(Selection)
Francis Fukuyama has been hailed in Britain and the US as a supporter of the Iraq war who has now courageously defected to the anti-war camp and shredded the neoconservative arguments justifying it. If that were so, it would be quite a coup.

The American philosopher and political economist made his name in 1992 with his influential bestseller The End of History and the Last Man, written after the cold war and fall of the Berlin Wall, in which he argued that wars of ideology had ended in the permanent triumph of democratic capitalism. An early neoconservative, at 53 Fukuyama is the nearest thing to a seer in America's foreign policy establishment. He would be a powerful recruit to the "realists", liberal internationalists or other Washington factions that are hostile to neoconservatism.

Yet his new book, After the Neocons, the peg on which the story of his defection rests, undermines this dramatic interpretation. On the narrow point of Iraq, Fukuyama points out on page two that he was "never persuaded of the rationale for the Iraq war". True, he had been an Iraq hawk four years before the invasion, but a year before September 11 2001 he "finally decided that the war didn't make sense".

In the online Wall Street Journal editorial page, Bret Stephens recently sought to shake this claim of consistency. He cited an article written in the paper only five days after the fall of Baghdad in 2003 that contained "not a word... to suggest the misgivings Mr Fukuyama claims to have been harbouring for a year". But the article does not really justify this criticism. If Fukuyama did not mention his earlier doubts, he expressed sharp misgivings about the future: "[The fall of Baghdad] is likely to mark the zenith, for a while, of our perceived strength, both in a military and a political sense. As the hard work of reconstructing Iraq begins, images of the lightning maneuver war will fade into new ones of American soldiers as policemen; cheering, liberated Iraqis will turn into quarrelsome and demanding subjects."

(Task statement) Reproduce the stretch from "The American philosopher" through "hostile to neoconservatism." in the passage on Francis Fukuyama, substituting "oracle" for "seer". The lines after this point come from a separate source.

(Information supplied)
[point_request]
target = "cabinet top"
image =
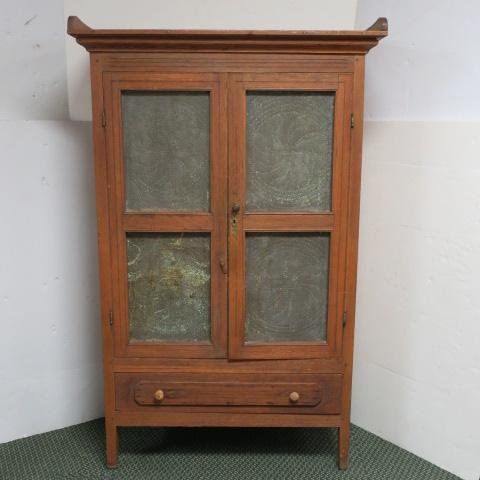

(Completed task)
The American philosopher and political economist made his name in 1992 with his influential bestseller The End of History and the Last Man, written after the cold war and fall of the Berlin Wall, in which he argued that wars of ideology had ended in the permanent triumph of democratic capitalism. An early neoconservative, at 53 Fukuyama is the nearest thing to a oracle in America's foreign policy establishment. He would be a powerful recruit to the "realists", liberal internationalists or other Washington factions that are hostile to neoconservatism.